━━ Dataset entries ━━

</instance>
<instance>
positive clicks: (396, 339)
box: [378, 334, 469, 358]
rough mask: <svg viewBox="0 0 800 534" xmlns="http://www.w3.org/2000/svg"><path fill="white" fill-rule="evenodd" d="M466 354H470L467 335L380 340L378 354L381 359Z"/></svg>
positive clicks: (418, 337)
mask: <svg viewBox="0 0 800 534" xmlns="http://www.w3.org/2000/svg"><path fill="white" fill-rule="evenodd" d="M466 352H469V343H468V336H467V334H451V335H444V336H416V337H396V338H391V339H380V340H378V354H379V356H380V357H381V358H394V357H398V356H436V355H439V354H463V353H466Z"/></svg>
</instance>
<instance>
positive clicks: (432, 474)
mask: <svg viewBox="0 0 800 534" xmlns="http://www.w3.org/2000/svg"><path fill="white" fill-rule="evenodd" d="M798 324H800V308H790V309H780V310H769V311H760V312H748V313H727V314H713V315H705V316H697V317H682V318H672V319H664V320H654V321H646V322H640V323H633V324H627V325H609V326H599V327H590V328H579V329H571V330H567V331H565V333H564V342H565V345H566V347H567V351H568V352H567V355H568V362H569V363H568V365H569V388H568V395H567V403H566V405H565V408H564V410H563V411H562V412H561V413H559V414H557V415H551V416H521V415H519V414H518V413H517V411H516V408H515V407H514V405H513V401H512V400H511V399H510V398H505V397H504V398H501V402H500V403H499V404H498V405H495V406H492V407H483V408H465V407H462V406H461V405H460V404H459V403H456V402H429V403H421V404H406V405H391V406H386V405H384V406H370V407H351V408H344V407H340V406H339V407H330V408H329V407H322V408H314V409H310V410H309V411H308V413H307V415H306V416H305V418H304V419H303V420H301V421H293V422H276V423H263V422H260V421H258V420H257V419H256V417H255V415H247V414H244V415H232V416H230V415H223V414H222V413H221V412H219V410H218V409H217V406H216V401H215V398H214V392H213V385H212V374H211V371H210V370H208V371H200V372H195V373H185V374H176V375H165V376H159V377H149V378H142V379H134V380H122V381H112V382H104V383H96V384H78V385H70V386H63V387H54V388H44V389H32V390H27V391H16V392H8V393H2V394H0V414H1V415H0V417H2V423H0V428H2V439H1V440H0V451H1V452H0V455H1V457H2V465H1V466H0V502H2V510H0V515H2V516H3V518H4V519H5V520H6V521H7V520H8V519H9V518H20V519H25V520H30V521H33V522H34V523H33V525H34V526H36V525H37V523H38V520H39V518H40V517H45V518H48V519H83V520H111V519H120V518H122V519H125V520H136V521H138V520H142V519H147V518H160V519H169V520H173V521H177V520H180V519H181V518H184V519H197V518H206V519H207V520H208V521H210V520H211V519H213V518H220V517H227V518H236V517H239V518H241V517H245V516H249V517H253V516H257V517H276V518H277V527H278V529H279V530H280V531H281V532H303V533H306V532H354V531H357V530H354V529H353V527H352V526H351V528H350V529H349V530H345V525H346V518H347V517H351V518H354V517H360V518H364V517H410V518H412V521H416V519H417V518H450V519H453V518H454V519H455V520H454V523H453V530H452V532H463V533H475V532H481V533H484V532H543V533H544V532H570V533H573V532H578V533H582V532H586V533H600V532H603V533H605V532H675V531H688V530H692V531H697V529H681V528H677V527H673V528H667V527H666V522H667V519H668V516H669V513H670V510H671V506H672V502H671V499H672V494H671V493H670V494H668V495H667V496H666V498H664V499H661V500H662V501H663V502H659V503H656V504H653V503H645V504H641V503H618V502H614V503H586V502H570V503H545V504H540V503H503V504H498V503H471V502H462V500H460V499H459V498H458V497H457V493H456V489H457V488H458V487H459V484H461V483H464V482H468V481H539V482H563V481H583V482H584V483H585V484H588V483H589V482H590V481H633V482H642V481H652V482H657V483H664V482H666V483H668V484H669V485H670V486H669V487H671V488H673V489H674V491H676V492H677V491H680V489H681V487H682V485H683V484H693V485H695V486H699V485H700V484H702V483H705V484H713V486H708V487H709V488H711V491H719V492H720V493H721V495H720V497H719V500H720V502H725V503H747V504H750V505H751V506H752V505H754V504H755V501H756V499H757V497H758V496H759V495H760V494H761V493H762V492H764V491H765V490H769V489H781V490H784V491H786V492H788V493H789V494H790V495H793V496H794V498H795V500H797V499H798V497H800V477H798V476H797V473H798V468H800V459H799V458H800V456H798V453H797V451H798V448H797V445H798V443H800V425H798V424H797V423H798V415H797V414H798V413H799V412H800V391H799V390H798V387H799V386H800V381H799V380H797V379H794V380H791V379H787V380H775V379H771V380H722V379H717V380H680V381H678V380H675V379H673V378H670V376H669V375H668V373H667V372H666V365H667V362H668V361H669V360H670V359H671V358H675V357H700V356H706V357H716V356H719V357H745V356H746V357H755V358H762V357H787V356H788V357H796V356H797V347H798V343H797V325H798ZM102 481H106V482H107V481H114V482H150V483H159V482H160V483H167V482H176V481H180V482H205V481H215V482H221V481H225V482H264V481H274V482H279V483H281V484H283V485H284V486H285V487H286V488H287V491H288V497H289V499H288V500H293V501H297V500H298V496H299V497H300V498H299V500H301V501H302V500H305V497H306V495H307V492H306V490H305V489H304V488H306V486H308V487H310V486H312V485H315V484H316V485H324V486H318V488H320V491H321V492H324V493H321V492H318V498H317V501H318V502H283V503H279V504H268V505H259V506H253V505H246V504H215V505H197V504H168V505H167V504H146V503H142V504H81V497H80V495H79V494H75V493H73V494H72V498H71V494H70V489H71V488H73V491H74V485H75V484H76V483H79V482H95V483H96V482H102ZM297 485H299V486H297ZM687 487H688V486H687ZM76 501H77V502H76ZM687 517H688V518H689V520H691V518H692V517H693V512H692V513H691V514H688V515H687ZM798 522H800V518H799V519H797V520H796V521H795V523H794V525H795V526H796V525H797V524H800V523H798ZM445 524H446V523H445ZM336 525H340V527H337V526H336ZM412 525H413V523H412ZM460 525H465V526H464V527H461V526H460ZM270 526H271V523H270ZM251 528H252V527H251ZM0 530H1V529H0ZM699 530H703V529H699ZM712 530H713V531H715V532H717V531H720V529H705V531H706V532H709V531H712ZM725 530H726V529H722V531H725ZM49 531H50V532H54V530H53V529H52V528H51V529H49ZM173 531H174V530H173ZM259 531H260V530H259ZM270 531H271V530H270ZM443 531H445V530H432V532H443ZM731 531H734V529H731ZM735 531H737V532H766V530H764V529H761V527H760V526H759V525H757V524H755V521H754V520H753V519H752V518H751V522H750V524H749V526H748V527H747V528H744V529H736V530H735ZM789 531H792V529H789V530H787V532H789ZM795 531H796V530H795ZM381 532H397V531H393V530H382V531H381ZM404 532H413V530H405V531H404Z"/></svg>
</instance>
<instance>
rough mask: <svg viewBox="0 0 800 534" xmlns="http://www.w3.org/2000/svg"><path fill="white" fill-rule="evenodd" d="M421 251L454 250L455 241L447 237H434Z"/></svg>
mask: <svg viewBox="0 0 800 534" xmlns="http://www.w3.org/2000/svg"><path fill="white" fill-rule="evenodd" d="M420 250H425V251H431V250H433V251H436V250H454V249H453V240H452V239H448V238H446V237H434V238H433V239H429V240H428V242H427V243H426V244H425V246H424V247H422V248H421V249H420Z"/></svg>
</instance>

━━━

- [Exercise]:
All entries must come back exactly as they were written.

- [Output below]:
</instance>
<instance>
positive clicks: (396, 339)
box: [378, 334, 469, 358]
rough mask: <svg viewBox="0 0 800 534" xmlns="http://www.w3.org/2000/svg"><path fill="white" fill-rule="evenodd" d="M466 354H470L467 335L380 340L378 354L381 359Z"/></svg>
positive clicks: (418, 337)
mask: <svg viewBox="0 0 800 534" xmlns="http://www.w3.org/2000/svg"><path fill="white" fill-rule="evenodd" d="M466 352H469V343H468V336H467V334H451V335H444V336H416V337H396V338H391V339H380V340H378V354H379V356H380V357H381V358H394V357H398V356H436V355H439V354H463V353H466Z"/></svg>
</instance>
<instance>
positive clicks: (432, 474)
mask: <svg viewBox="0 0 800 534" xmlns="http://www.w3.org/2000/svg"><path fill="white" fill-rule="evenodd" d="M798 324H800V308H790V309H780V310H769V311H760V312H748V313H727V314H713V315H705V316H697V317H682V318H672V319H664V320H654V321H646V322H640V323H633V324H627V325H609V326H599V327H590V328H579V329H571V330H567V331H565V333H564V342H565V345H566V347H567V351H568V352H567V355H568V362H569V363H568V365H569V388H568V395H567V403H566V405H565V408H564V410H563V411H562V412H561V413H559V414H557V415H551V416H521V415H519V414H518V413H517V411H516V408H515V407H514V405H513V401H512V400H511V399H510V398H505V397H504V398H501V402H500V403H499V404H498V405H495V406H492V407H483V408H465V407H462V406H461V405H460V404H459V403H456V402H429V403H421V404H406V405H391V406H386V405H384V406H370V407H351V408H344V407H340V406H339V407H330V408H329V407H322V408H314V409H310V410H309V411H308V413H307V415H306V416H305V418H304V419H303V420H301V421H293V422H276V423H263V422H260V421H258V420H257V419H256V417H255V415H247V414H244V415H232V416H230V415H223V414H222V413H221V412H219V410H218V409H217V406H216V401H215V398H214V392H213V385H212V374H211V371H210V370H208V371H200V372H195V373H185V374H176V375H165V376H159V377H149V378H142V379H134V380H122V381H112V382H104V383H96V384H78V385H70V386H63V387H54V388H44V389H32V390H27V391H16V392H8V393H2V394H0V414H1V415H0V417H2V423H0V428H2V439H1V440H0V451H1V452H0V455H1V457H2V465H1V466H0V502H2V510H0V515H2V516H3V518H4V519H5V520H6V521H7V520H8V519H9V518H20V519H25V520H30V521H33V522H34V523H33V525H34V526H36V525H37V523H38V520H39V518H40V517H45V518H48V519H83V520H111V519H120V518H122V519H125V520H136V521H138V520H142V519H147V518H160V519H169V520H173V521H177V520H180V519H181V518H184V519H197V518H206V519H207V520H208V521H210V520H211V519H213V518H220V517H227V518H236V517H239V518H241V517H245V516H249V517H253V516H257V517H276V518H277V527H278V529H279V530H280V531H281V532H303V533H306V532H354V531H357V530H354V529H353V527H352V526H351V528H350V529H349V530H345V525H346V518H347V517H351V518H354V517H360V518H364V517H410V518H412V521H416V519H417V518H450V519H453V518H454V519H455V520H454V523H453V530H452V532H463V533H475V532H481V533H484V532H543V533H544V532H570V533H573V532H578V533H582V532H586V533H600V532H603V533H605V532H675V531H688V530H692V531H697V529H681V528H677V527H673V528H667V527H666V522H667V519H668V516H669V513H670V510H671V506H672V502H671V499H672V494H671V493H670V494H668V495H667V496H666V498H664V499H661V500H662V501H663V502H659V503H656V504H653V503H645V504H641V503H618V502H614V503H586V502H570V503H545V504H540V503H503V504H498V503H471V502H462V500H460V499H459V498H458V497H457V493H456V489H457V488H458V487H459V484H461V483H464V482H468V481H539V482H563V481H583V482H584V483H585V484H588V483H589V482H590V481H633V482H642V481H652V482H657V483H664V482H666V483H668V484H669V485H670V486H669V487H671V488H673V489H674V491H676V492H677V491H680V489H681V487H682V485H683V484H693V485H695V486H699V485H700V484H702V483H705V484H713V486H708V487H709V488H711V491H719V492H720V493H721V495H720V497H719V500H720V502H725V503H747V504H750V505H751V506H752V505H754V504H755V501H756V499H757V497H758V496H759V495H760V494H761V493H762V492H764V491H765V490H769V489H781V490H784V491H786V492H788V493H789V494H790V495H793V496H794V498H795V500H797V499H798V497H800V477H798V476H797V473H798V468H800V459H799V458H800V456H798V453H797V451H798V448H797V445H798V443H800V425H798V424H797V423H798V415H797V414H798V413H799V412H800V391H799V390H798V387H799V386H800V381H799V380H797V379H794V380H791V379H787V380H775V379H771V380H722V379H717V380H680V381H678V380H675V379H673V378H670V376H669V375H668V373H667V372H666V365H667V362H668V361H669V360H670V359H671V358H675V357H700V356H706V357H716V356H719V357H745V356H746V357H755V358H762V357H787V356H788V357H796V356H797V347H798V343H797V325H798ZM102 481H106V482H107V481H114V482H150V483H159V482H160V483H167V482H176V481H180V482H205V481H215V482H221V481H225V482H264V481H274V482H279V483H281V484H283V485H284V486H285V487H286V488H287V491H288V497H289V499H288V500H293V501H297V500H298V496H299V497H300V498H299V500H301V501H302V500H305V497H306V495H307V492H306V490H305V489H304V488H306V486H308V487H310V486H312V485H315V484H316V485H324V486H318V488H320V491H321V492H324V493H321V492H318V498H317V501H318V502H283V503H279V504H268V505H259V506H253V505H246V504H215V505H197V504H168V505H167V504H146V503H142V504H81V497H80V495H79V494H75V493H73V494H72V498H71V494H70V489H71V488H73V491H74V485H75V484H76V483H79V482H95V483H96V482H102ZM297 485H299V486H297ZM687 487H688V486H687ZM76 501H77V502H76ZM687 517H688V518H689V520H691V518H692V517H693V512H692V513H691V514H688V515H687ZM798 522H800V518H799V519H797V520H796V521H795V523H794V525H795V526H796V525H797V524H800V523H798ZM445 524H446V523H445ZM336 525H340V527H337V526H336ZM412 525H413V523H412ZM460 525H465V526H464V527H461V526H460ZM270 526H271V523H270ZM251 528H252V527H251ZM0 530H1V529H0ZM699 530H703V529H699ZM712 530H713V531H715V532H717V531H720V529H705V531H706V532H709V531H712ZM725 530H726V529H722V531H725ZM49 531H50V532H54V530H53V529H52V528H51V529H49ZM173 531H174V530H173ZM259 531H260V530H259ZM270 531H271V530H270ZM443 531H445V530H432V532H443ZM731 531H734V529H731ZM735 531H737V532H766V530H764V529H761V527H760V526H759V525H757V524H755V521H754V520H753V519H752V518H751V522H750V524H749V526H748V527H747V528H744V529H736V530H735ZM789 531H792V529H789V530H787V532H789ZM795 531H796V530H795ZM381 532H397V531H393V530H382V531H381ZM404 532H413V530H405V531H404Z"/></svg>
</instance>
<instance>
rough mask: <svg viewBox="0 0 800 534" xmlns="http://www.w3.org/2000/svg"><path fill="white" fill-rule="evenodd" d="M421 251L454 250L455 241L447 237H434Z"/></svg>
mask: <svg viewBox="0 0 800 534" xmlns="http://www.w3.org/2000/svg"><path fill="white" fill-rule="evenodd" d="M420 250H425V251H431V250H433V251H436V250H454V249H453V240H452V239H448V238H446V237H434V238H433V239H429V240H428V242H427V243H426V244H425V246H424V247H422V248H421V249H420Z"/></svg>
</instance>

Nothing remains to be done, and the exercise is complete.